* [TO DO] Format every line of the records below as a Markdown table with the columns "No." and "Line," numbering the rows and omitting blank lines. Omit the pictures from the table.

* [RECORDS PROVIDED]
+---+

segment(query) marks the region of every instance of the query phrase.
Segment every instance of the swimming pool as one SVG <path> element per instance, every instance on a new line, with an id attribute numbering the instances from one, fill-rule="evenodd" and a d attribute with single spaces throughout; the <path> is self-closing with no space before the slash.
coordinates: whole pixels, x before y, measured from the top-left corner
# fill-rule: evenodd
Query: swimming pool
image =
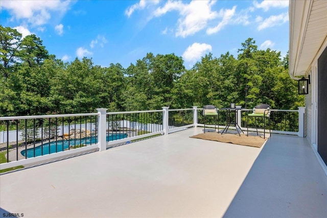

+---+

* [TASK ANSWER]
| No. | Line |
|---|---|
| 1 | segment(query) marks the region of every instance of the query phrase. |
| 2 | Segment every instance of the swimming pool as one SVG <path> element per instance, every instance on a new line, with an id attribute numbering the instances from one, fill-rule="evenodd" and a d attribute with single spaces throughout; the <path> is self-closing with no space before the slash. |
| 3 | coordinates: whole pixels, x before y, measured from the top-left corner |
| 4 | # fill-rule: evenodd |
| 5 | Query: swimming pool |
| 6 | image = |